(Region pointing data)
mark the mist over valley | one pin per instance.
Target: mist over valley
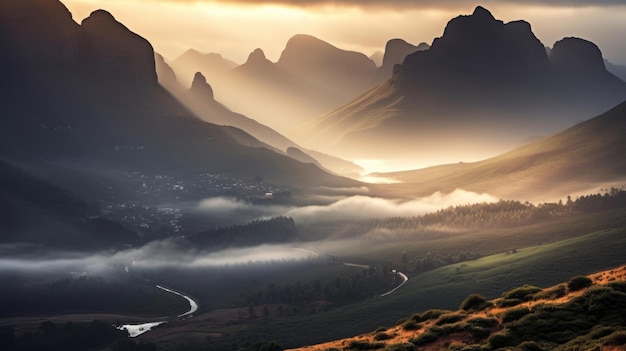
(458, 193)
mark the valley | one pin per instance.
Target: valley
(196, 203)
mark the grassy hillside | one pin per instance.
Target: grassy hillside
(586, 313)
(582, 157)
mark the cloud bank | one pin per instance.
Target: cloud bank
(425, 4)
(351, 208)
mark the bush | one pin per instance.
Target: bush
(430, 314)
(382, 336)
(450, 318)
(406, 346)
(524, 293)
(514, 314)
(499, 340)
(509, 302)
(530, 346)
(475, 302)
(411, 325)
(483, 322)
(578, 283)
(364, 345)
(553, 293)
(424, 338)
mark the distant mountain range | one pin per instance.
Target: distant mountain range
(482, 87)
(83, 112)
(310, 78)
(586, 156)
(200, 98)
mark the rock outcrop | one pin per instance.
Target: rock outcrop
(111, 47)
(200, 88)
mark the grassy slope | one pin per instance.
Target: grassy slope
(582, 156)
(546, 254)
(564, 317)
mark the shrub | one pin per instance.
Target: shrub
(499, 340)
(509, 302)
(424, 338)
(450, 318)
(475, 302)
(411, 325)
(579, 283)
(530, 346)
(553, 293)
(406, 346)
(430, 314)
(382, 336)
(514, 314)
(524, 293)
(364, 345)
(617, 338)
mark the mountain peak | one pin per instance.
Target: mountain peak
(482, 12)
(257, 56)
(576, 56)
(200, 87)
(112, 47)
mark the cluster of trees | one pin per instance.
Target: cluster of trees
(70, 336)
(267, 231)
(332, 291)
(504, 213)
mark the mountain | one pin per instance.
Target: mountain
(212, 65)
(86, 97)
(586, 156)
(35, 211)
(341, 73)
(585, 312)
(618, 70)
(482, 87)
(200, 99)
(396, 51)
(310, 78)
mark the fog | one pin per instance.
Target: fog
(358, 207)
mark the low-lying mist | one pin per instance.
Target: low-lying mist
(351, 208)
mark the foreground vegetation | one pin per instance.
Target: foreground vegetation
(586, 313)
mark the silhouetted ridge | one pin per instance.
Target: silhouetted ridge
(257, 57)
(114, 49)
(200, 88)
(481, 52)
(575, 56)
(395, 52)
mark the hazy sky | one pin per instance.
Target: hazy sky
(235, 28)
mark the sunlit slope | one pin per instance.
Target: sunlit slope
(585, 312)
(586, 155)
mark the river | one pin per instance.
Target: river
(138, 329)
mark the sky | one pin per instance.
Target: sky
(234, 28)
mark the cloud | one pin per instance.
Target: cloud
(424, 4)
(363, 207)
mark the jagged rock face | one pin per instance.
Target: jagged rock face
(257, 58)
(38, 30)
(577, 57)
(111, 47)
(481, 52)
(165, 73)
(395, 52)
(305, 53)
(200, 88)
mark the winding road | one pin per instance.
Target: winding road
(138, 329)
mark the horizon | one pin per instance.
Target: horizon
(174, 26)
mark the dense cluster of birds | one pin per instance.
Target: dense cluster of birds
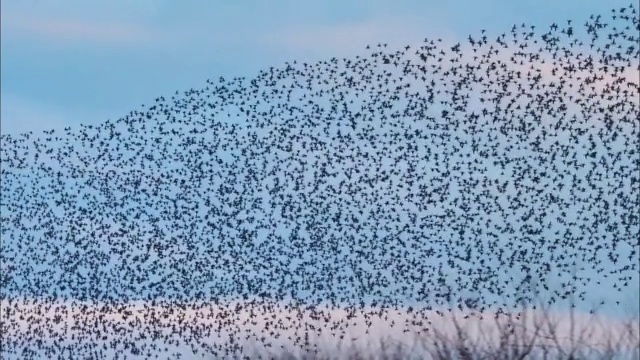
(468, 175)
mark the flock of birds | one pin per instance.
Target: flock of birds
(437, 176)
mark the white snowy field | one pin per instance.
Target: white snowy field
(34, 329)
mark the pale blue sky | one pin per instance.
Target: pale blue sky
(66, 63)
(71, 62)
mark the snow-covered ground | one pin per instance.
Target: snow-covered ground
(61, 329)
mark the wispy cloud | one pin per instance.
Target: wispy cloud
(352, 37)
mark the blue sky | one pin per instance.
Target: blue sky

#### [TASK PROMPT]
The answer must be an exact copy of the lines above, from the start of the records through the line with "mark the shrub | one pin per instance.", and of nothing else; no pictures belong in it.

#### [WRITTEN RESPONSE]
mark the mist over valley | one pin per instance.
Target: mist over valley
(458, 193)
mark the valley | one pin per instance.
Target: valley
(196, 203)
mark the grassy hillside | one pin per instance.
Target: grassy hillside
(586, 313)
(582, 157)
mark the cloud bank | one pin per instance.
Target: cloud bank
(425, 4)
(351, 208)
mark the bush | one pin per instance.
Target: bush
(430, 314)
(382, 336)
(450, 318)
(406, 346)
(524, 293)
(514, 314)
(499, 340)
(509, 302)
(530, 346)
(475, 302)
(411, 325)
(483, 322)
(578, 283)
(364, 345)
(553, 293)
(424, 338)
mark the distant mountain range | one pin per instance.
Target: distant mountain range
(482, 87)
(83, 112)
(310, 78)
(586, 156)
(200, 98)
mark the rock outcrop | one pin per instance.
Target: rock outcrop
(111, 47)
(200, 88)
mark the grassy slope | one pin per instance.
Target: grassy slope
(582, 156)
(546, 254)
(564, 317)
mark the shrub | one pin per instance.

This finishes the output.